*CONSIGNE*:
Dans l'extrait du document, recopiez le passage allant de « Cette observation résume » jusqu'à « conscients ou non. » inclus, en changeant « ancestrales » en « immémoriales ».

----- EXTRAIT DU DOCUMENT -----

Selon Land, « ce qui est fascinant, c’est que ce [drapeau] représente la tradition hermétique rosicrucienne, qui a cheminé de la Renaissance italienne à l’Angleterre élisabéthaine — les croix de Georges, la Rose-Croix ». Cette symbolique lui révèle la profondeur secrète de l’histoire : « Même si les gens ne connaissent pas toujours la signification plus profonde de leurs actes, le drapeau qu’ils agitent représente cette tradition cachée qui agit sous notre monde moderne. »

Cette observation résume l’essence de son approche : « L’histoire est beaucoup plus profonde que les gens ne l’imaginent. » Dans le voyage philosophique de Land, de la dystopie du technocapitalisme au seuil de l’eschatologie, la crise de la modernité n’apparaît que comme un phénomène superficiel, sous lequel se cachent des forces et des traditions métaphysiques ancestrales — des forces qui continuent d’exercer leur influence aujourd’hui, que les gens en soient conscients ou non.

----- ÉCHANTILLON DE DONNÉES -----

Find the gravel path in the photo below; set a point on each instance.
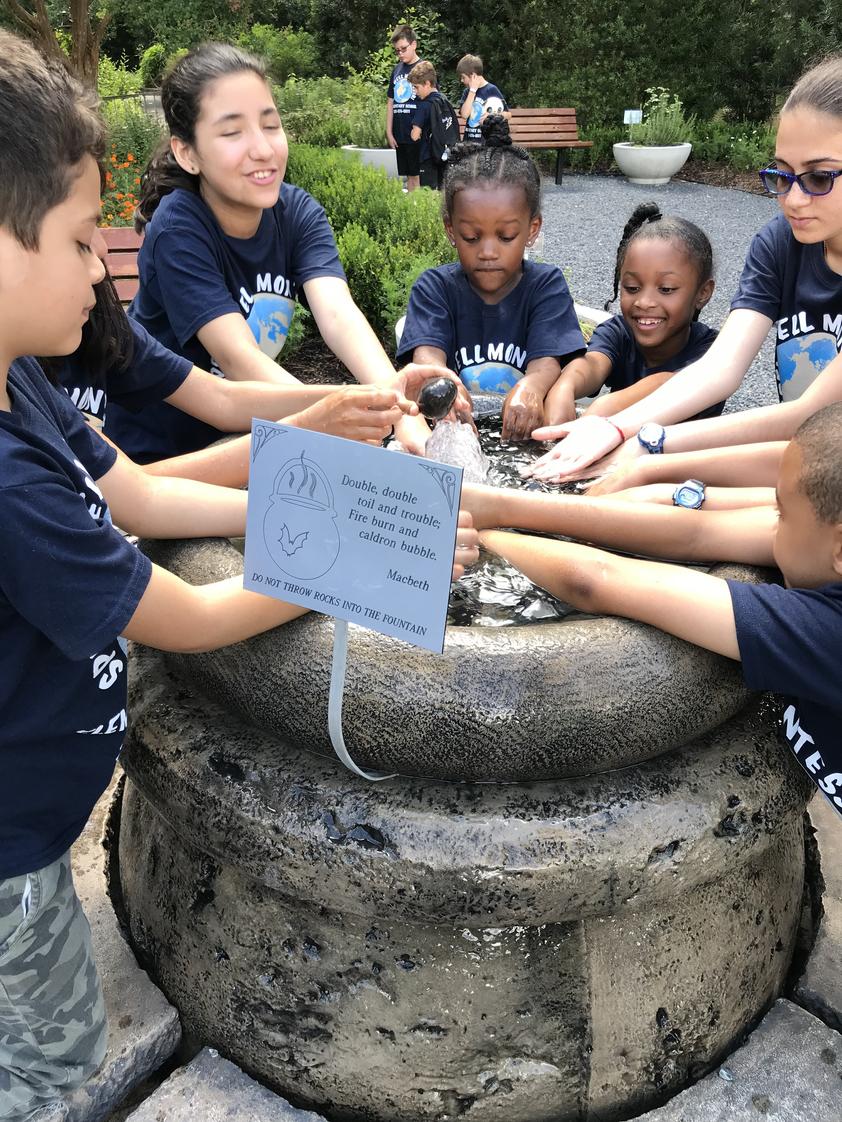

-----
----- ÉCHANTILLON DE DONNÉES -----

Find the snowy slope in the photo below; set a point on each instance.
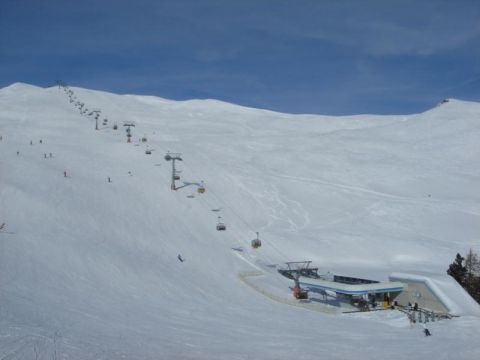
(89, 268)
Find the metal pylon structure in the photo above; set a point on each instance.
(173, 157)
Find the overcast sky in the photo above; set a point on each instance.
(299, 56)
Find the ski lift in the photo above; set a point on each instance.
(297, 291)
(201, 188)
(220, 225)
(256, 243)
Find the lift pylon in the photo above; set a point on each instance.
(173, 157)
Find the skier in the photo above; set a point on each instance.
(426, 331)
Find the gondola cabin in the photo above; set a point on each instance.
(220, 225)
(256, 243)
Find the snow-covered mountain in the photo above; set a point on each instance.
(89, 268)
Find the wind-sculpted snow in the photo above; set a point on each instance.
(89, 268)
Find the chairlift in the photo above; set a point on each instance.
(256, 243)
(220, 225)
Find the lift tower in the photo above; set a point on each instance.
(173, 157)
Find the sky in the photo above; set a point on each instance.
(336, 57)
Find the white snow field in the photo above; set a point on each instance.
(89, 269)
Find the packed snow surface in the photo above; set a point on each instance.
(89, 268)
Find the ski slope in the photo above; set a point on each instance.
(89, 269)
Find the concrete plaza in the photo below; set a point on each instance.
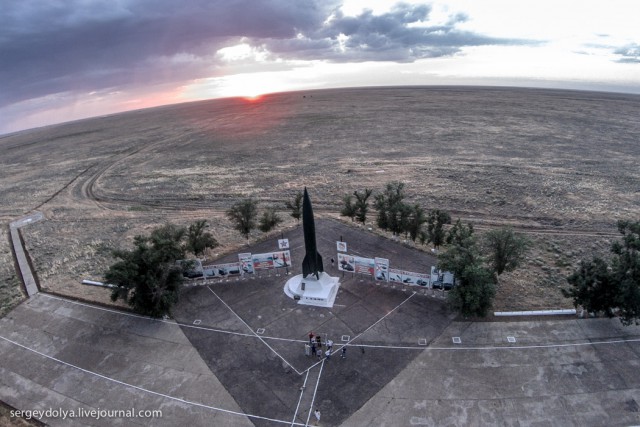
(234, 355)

-----

*CORRIGÉ*:
Cette observation résume l’essence de son approche : « L’histoire est beaucoup plus profonde que les gens ne l’imaginent. » Dans le voyage philosophique de Land, de la dystopie du technocapitalisme au seuil de l’eschatologie, la crise de la modernité n’apparaît que comme un phénomène superficiel, sous lequel se cachent des forces et des traditions métaphysiques immémoriales — des forces qui continuent d’exercer leur influence aujourd’hui, que les gens en soient conscients ou non.